> [Problem set]:
1. Decide whether each statement agrees with the KMP11 excerpt. Answer yes or no for each and quote the deciding words.
(a) CTL activity against target cells loaded with K1 and K4 appeared only in mice immunized with the KMP11-HSP70 fusion plasmid.
(b) Splenocytes were stimulated in vitro for 10 days before the chromium assay.
(c) The generated CTL lines consisted of CD4+ cells.
2. Answer these questions from the KMP11 excerpt, each on its own line with the same mark.
(a) What amount of G418 sulfate per milliliter was used to grow the EL4-A2.1/Kb cell line?
(b) How was total release obtained?
(c) Above what level of spontaneous lysis were experiments discarded?
3. Please extend the KMP11 excerpt, picking up after its final sentence.

> [Selected text]:
───
In an attempt to analyze the ability of HSP70 to induce a KMP11-specific cytotoxic response, we studied the presence of cytotoxic T lymphocytes (CTLs) in C57BL/6-A2.1/Kb transgenic mice immunized with DNA plasmids. Cells were cultured in complete medium consisting of Dulbecco's modified Eagle medium (Gibco BRL) supplemented with 10% fetal calf serum (Life Technologies), 2 mM l-glutamine (Gibco BRL), 50 μM 2-mercaptoethanol (Sigma), 100 IU of penicillin (Sigma)/ml, and 100 μg of streptomycin (Sigma)/ml. Ten units of recombinant murine interleukin-10 (Boehringer Mannheim)/ml was added for the cytotoxicity assays. KMP11-specific peptides (Fig. 4A) containing theoretically estimated A2.1 binding motifs (17) were tested using spleen cells from the immunized mice. Two weeks after the last immunization, pooled splenocytes from two mice per group were stimulated in vitro with EL4-A2.1/Kb cells loaded separately with peptide K1, K2, K3, or K4. An EL4-A2.1/Kb cell line, expressing the product of the HLA-A2.1/Kb chimeric gene (32), was grown in the presence of 400 μg of G418 sulfate (Sigma)/ml. After 6 days of stimulation, a classical chromium assay was carried out. The results are shown in Fig. 4B. CTL activity with specificity towards the EL4-A2.1/Kb target cells loaded with the K1 and K4 peptides (60 and 55%, respectively) was observed only in the mice immunized with the plasmid containing the KMP11-HSP70 fused genes. Analysis of the surface phenotype of the generated CTL lines, observed after two in vitro restimulations, showed it to be composed of CD8+ cells (results not shown). This A2.1-restricted cytotoxic response is very relevant, since the HLA-A2 allele is the most common HLA type in sera from people living in areas where Chagas' disease is endemic (13).

FIG. 4.

FIG. 4

KMP11 peptide-specific CTL response. (A) KMP11 deduced amino acid sequence and composition of synthesized peptides containing theoretically estimated A2 union motifs (17). The asterisk indicates the protein stop codon. The positions of the designed A2 peptides K1, K2, K3, and K4 are marked. (B) KMP11 peptide-specific CTLs elicited after immunization with the DNA vector carrying the KMP11-HSP70 fusion. Spleens from C57BL/6-A2.1/Kb mice immunized with saline solution (□) or the pCMV4 (∗), pCMV4.11 (▵), and pCMV4.11.70 (⧫) vectors were removed 2 weeks after the last immunization. Splenocytes were used as effector cells after being incubated for 6 days with EL4-A2.1/Kb cells treated with 50 μg of mitomycin/ml and loaded separately with each of the four KMP11 A2 peptides. CTL activity was measured against EL4-A2.1/Kb cells pulsed with or without each one of the respective peptides by a standard 51Cr release assay (19). Each panel corresponds to results with one A2 peptide. The level of lysis of EL4-A2.1/Kb cells in the absence of peptide was <5% for all groups (data not shown). Specific lysis was calculated using the following formula: percent specific lysis = (experimental release [cpm] − spontaneous release [cpm]/(total release [cpm] − spontaneous release [cpm] × 100), where cpm is counts per minute. Spontaneous release represents the counts obtained when the target cells were incubated in culture medium without effectors, and total release was obtained after treatment of target cells with 2.5% Triton X-100. Experiments with more than 20% spontaneous lysis were discarded. Data are representative of results with three mice per group.
───
> [Exercise data]:
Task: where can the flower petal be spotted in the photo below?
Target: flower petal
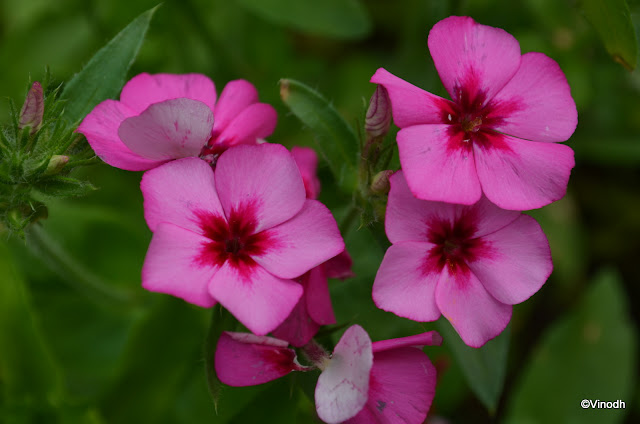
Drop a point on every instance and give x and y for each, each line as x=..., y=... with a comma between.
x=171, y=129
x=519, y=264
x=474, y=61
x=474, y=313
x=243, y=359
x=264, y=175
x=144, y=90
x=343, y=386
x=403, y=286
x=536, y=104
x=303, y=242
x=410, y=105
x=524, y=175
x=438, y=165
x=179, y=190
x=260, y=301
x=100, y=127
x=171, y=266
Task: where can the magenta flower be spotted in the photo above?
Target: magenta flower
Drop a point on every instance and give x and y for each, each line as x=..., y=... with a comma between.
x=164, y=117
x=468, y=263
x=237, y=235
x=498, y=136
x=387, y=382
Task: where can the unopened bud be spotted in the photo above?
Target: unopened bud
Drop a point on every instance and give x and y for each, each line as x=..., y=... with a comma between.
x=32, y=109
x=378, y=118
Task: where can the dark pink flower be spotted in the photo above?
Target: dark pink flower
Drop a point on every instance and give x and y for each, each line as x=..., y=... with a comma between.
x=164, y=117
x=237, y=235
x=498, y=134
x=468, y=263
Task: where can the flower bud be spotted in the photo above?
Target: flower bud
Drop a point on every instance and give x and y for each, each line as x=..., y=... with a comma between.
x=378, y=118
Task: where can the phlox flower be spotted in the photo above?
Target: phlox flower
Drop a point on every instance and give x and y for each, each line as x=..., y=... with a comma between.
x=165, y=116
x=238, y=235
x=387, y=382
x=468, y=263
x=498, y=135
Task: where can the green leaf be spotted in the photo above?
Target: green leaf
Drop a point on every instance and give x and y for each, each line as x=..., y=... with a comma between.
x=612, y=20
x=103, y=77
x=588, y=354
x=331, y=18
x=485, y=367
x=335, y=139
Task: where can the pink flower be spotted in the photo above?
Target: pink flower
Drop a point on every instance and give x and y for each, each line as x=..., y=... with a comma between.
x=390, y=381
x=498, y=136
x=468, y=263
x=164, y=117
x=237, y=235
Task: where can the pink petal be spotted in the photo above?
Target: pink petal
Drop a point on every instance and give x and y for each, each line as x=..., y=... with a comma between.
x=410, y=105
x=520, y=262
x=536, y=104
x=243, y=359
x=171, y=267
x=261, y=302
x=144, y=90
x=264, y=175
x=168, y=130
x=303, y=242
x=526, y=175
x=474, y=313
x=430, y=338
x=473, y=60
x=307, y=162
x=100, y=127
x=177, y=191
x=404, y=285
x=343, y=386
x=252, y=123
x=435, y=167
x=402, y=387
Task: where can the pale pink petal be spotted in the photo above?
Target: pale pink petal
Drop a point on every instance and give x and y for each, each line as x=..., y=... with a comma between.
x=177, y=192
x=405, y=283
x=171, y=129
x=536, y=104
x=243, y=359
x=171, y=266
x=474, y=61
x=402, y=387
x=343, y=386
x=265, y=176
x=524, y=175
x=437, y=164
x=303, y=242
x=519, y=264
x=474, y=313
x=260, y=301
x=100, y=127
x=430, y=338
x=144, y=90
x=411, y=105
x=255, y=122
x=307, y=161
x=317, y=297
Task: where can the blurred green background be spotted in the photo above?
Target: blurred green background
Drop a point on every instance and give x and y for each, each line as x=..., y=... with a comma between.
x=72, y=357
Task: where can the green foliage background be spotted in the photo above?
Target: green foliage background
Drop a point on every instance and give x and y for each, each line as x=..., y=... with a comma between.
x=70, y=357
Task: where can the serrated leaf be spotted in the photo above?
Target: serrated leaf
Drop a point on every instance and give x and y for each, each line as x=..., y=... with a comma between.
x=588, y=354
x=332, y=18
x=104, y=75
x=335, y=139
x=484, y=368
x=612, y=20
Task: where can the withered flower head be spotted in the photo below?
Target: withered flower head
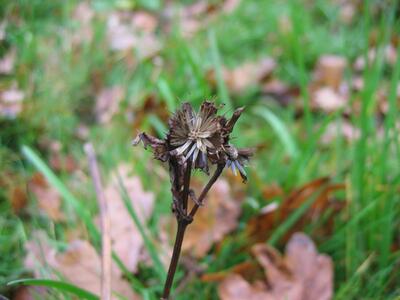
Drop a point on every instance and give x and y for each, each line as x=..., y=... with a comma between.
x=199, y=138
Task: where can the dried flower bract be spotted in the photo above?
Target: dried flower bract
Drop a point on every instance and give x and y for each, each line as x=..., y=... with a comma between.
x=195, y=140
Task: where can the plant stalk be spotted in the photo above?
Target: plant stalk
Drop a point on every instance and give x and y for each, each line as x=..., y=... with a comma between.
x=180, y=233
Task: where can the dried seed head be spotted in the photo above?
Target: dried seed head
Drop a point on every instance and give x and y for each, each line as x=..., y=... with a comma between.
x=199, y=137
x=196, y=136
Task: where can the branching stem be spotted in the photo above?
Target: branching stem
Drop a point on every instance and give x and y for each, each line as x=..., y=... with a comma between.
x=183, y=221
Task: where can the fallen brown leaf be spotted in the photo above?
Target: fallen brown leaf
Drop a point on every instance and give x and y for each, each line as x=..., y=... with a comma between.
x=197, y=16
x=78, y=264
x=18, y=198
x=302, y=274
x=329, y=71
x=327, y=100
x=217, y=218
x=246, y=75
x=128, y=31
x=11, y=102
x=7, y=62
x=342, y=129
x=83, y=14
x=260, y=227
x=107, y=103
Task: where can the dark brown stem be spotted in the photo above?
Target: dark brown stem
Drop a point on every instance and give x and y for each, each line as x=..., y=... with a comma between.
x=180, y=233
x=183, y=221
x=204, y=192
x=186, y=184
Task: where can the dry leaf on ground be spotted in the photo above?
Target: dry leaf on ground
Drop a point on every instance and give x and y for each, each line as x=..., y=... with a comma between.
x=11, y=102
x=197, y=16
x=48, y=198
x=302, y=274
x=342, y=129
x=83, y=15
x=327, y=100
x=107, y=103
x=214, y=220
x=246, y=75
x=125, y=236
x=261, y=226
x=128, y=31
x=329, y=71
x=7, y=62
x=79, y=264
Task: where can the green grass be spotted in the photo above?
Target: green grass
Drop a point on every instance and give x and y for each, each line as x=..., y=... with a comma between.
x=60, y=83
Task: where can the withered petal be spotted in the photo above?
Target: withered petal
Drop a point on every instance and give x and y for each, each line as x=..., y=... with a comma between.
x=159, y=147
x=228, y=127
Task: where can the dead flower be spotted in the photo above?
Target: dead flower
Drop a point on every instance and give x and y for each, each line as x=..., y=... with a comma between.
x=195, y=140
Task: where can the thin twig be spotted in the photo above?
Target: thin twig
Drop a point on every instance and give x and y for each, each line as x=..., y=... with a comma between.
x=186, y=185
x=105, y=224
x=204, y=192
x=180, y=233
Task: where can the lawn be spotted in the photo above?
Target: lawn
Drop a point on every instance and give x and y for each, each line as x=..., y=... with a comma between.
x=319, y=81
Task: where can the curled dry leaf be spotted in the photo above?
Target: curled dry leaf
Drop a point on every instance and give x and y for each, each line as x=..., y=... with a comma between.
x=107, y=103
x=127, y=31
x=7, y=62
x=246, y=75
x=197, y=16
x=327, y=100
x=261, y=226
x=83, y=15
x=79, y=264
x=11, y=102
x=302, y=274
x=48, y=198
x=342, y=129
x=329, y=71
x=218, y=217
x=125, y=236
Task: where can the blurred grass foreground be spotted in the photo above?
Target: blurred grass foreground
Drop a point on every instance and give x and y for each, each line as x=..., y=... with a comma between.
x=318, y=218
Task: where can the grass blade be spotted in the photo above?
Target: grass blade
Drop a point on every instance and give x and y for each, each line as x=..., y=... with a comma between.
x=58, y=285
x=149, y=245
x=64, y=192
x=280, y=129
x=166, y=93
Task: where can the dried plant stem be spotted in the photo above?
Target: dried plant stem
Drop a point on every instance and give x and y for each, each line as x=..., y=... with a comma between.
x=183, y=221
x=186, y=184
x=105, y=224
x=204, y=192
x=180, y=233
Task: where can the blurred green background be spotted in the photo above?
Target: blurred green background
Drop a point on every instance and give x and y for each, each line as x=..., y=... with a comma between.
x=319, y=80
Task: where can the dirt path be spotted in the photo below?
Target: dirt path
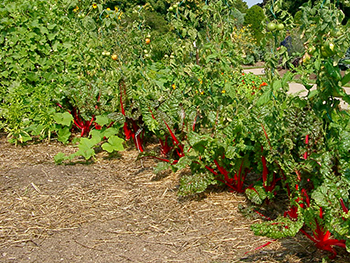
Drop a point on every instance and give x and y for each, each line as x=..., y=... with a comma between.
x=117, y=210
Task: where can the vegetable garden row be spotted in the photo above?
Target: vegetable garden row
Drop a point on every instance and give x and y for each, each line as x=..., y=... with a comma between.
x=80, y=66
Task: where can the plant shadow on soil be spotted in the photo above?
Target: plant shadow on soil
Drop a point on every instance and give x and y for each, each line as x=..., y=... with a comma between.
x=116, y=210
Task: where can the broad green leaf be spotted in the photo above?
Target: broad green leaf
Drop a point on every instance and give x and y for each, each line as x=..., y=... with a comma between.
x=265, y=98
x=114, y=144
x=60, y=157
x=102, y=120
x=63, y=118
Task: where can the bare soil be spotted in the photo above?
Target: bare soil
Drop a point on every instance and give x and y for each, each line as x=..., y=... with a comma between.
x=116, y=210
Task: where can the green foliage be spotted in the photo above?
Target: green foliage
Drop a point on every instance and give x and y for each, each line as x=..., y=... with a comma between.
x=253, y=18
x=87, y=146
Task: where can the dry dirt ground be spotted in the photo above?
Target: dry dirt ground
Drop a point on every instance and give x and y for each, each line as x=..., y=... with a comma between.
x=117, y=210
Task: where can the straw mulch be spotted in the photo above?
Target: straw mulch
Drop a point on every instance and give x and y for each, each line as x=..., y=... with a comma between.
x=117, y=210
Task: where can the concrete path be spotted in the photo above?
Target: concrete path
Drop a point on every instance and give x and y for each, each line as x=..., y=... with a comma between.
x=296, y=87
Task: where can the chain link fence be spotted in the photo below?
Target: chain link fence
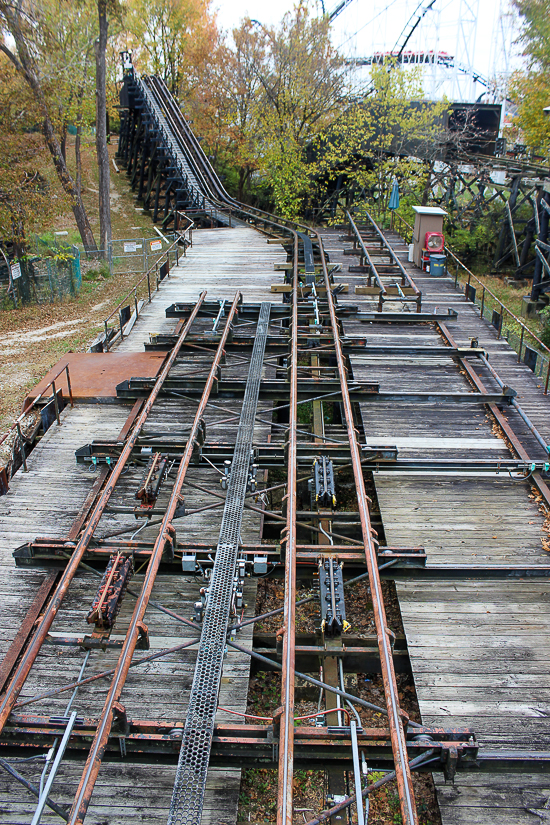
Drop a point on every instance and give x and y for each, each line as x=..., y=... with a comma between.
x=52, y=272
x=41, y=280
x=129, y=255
───
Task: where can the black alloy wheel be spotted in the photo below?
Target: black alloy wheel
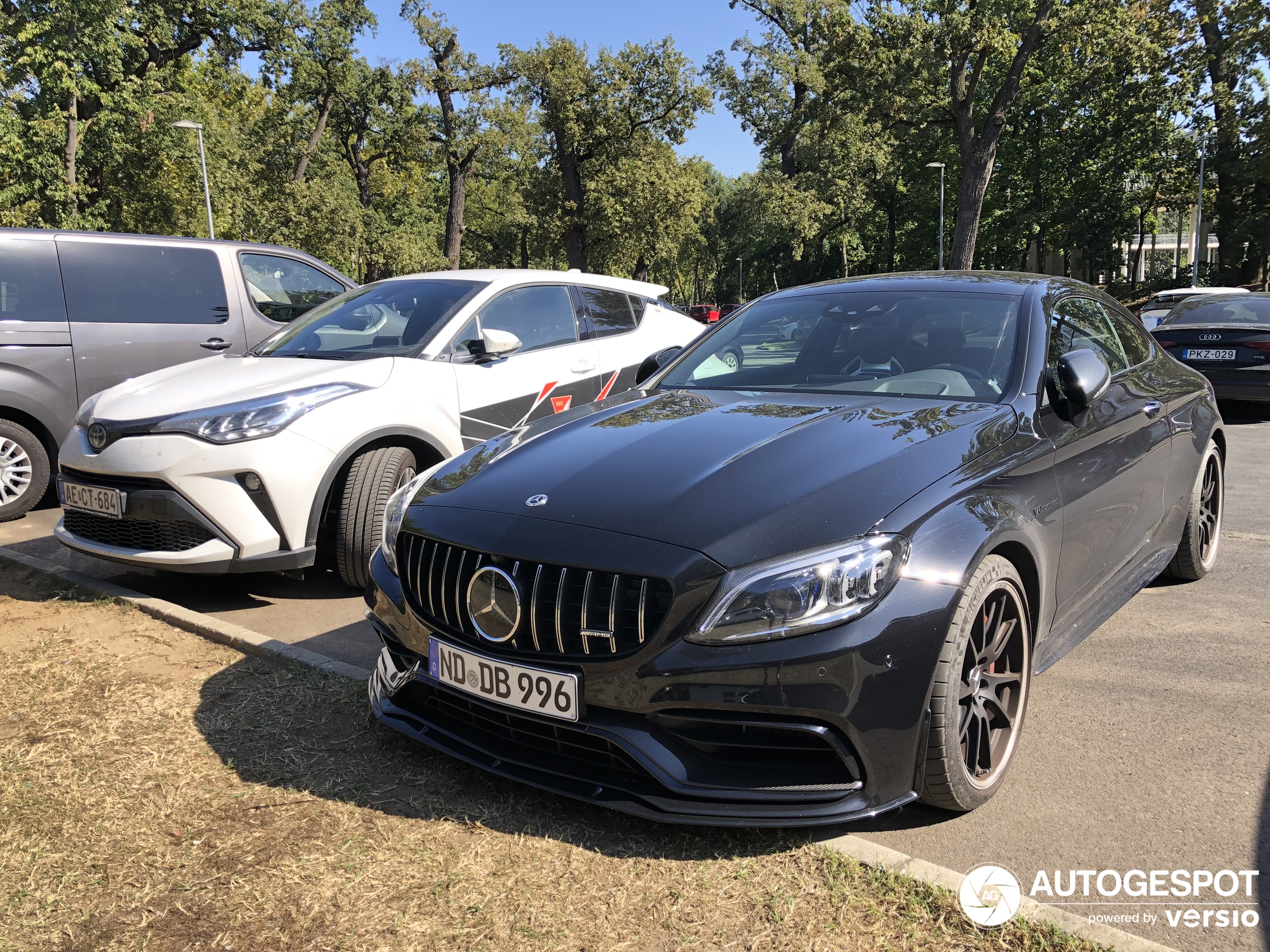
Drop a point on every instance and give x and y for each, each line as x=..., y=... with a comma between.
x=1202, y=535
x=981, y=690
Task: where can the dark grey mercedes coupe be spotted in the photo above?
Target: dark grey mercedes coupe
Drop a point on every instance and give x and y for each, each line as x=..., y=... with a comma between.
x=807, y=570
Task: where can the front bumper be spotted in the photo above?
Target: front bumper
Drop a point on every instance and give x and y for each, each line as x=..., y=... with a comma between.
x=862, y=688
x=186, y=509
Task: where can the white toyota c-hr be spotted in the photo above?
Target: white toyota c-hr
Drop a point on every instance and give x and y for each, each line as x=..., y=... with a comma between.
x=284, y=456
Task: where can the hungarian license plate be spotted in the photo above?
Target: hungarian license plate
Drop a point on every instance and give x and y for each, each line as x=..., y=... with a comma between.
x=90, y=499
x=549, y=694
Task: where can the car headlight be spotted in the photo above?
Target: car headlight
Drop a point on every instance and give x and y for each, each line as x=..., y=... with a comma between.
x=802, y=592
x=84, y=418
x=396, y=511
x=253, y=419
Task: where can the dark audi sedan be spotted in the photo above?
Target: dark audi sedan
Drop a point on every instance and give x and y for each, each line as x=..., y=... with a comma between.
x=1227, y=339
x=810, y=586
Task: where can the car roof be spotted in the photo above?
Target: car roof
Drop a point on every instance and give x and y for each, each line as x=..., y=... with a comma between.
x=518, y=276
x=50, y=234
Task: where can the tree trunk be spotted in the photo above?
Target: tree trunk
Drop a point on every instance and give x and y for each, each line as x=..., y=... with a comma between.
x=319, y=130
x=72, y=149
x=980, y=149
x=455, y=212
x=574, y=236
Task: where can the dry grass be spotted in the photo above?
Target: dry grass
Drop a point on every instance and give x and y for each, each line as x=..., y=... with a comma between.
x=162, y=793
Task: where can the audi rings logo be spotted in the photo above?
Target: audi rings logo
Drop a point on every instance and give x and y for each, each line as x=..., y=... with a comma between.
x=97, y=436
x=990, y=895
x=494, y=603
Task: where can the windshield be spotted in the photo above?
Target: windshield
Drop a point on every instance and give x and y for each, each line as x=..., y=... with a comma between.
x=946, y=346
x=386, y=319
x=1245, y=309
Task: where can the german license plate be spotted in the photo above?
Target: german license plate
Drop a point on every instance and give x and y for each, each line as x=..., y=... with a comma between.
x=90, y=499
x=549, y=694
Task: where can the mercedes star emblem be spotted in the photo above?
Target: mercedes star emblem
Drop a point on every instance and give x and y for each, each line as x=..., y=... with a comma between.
───
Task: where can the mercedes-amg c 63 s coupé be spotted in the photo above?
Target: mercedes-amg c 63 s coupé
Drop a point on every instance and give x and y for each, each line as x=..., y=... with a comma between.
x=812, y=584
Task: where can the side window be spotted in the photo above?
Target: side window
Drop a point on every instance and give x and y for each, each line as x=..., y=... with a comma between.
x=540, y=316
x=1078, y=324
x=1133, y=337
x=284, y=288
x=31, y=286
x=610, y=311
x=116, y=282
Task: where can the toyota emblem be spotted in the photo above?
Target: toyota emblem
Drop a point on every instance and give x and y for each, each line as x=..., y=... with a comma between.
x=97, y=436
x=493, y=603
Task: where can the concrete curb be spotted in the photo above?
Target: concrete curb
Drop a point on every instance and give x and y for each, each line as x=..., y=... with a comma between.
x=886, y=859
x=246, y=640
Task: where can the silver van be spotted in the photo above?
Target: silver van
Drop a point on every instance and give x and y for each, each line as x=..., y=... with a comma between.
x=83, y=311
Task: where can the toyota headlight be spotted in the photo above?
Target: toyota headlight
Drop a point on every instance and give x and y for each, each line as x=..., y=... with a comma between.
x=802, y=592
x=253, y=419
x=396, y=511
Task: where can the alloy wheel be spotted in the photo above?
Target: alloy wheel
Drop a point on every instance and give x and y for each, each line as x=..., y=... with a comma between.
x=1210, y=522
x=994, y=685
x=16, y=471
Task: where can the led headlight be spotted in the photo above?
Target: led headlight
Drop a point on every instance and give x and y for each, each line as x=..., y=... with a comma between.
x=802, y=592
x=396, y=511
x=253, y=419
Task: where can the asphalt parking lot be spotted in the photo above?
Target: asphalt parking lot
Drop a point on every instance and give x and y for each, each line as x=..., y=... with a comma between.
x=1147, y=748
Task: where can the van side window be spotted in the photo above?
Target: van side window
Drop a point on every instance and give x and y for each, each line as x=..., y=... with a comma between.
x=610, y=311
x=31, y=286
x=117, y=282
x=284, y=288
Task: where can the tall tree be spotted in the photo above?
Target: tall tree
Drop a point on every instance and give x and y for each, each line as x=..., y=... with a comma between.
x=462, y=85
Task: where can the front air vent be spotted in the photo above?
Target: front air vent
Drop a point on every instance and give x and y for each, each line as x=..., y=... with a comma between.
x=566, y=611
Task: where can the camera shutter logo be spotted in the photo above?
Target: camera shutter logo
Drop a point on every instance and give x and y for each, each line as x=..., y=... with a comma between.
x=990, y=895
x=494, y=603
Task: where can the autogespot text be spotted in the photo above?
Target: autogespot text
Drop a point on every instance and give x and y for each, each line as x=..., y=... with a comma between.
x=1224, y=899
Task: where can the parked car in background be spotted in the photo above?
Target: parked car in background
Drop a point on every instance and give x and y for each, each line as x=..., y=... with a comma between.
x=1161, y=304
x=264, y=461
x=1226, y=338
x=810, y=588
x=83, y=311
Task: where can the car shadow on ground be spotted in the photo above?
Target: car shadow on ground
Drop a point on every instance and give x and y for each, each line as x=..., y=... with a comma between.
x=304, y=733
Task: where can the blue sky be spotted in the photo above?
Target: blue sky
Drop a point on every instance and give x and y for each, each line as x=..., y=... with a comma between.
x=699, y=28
───
> [List of answers]:
1.
(a) Yes: "was observed only in the mice immunized with the plasmid containing the KMP11-HSP70 fused genes"
(b) No: "After 6 days of stimulation, a classical chromium assay was carried out."
(c) No: "showed it to be composed of CD8+ cells"

2.
(a) 400 μg/ml
(b) By treating the target cells with 2.5% Triton X-100.
(c) More than 20%.

3.
In order to determine whether immunization of BALB/c mice with DNA plasmids provides some degree of protection against T. cruzi infection, we carried out challenges with 103 blood trypomastigote forms 9 weeks after the fourth immunization. It has been reported that BALB/c mice are susceptible to T. cruzi experimental infection (10, 18). The results (Fig. 5A) show that challenged BALB/c mice immunized with the KMP11-HSP70 fused genes or the KMP11 gene have a lower degree of parasitemia than that detected in control mice inoculated with an empty plasmid or with saline solution. Remarkably, we observed that only the mice immunized with the plasmid containing the fused genes survived lethal infection by T. cruzi (three out of six mice) (Fig. 5B) and presented IgG2a antibodies against KMP11 protein after challenge (Fig. 6). Recent studies have shown that CTLs against parasite antigens and/or an immune response mediated by CD8+ T cells is required to generate a protective immunity in the initial phase of the disease in order to control T. cruzi infection (26). Moreover, a humoral immune response, associated mainly with the presence of antibodies of the IgG2a isotype, seems to be essential to maintain the long-term survival of infected animals (3).

FIG. 5.

FIG. 5

Parasitemia and survival percentages for immunized mice after challenge with T. cruzi. Mice were immunized with saline solution (□) or pCMV4 (▵), pCMV4.11 (○), and pCMV4.11.70 (⧫). Six mice per group were challenged with 103 T. cruzi blood trypomastigotes (Y Brazil strain) 9 weeks after the fourth immunization (A). The levels of parasites in the bloodstream were determined individually for three mice per group using a Neubauer chamber. Values are means ± standard deviations (SD) of the means of results for three mice. (B) Survival percentages of immunized mice challenged 2 weeks after the last immunization were regularly recorded.

FIG. 6.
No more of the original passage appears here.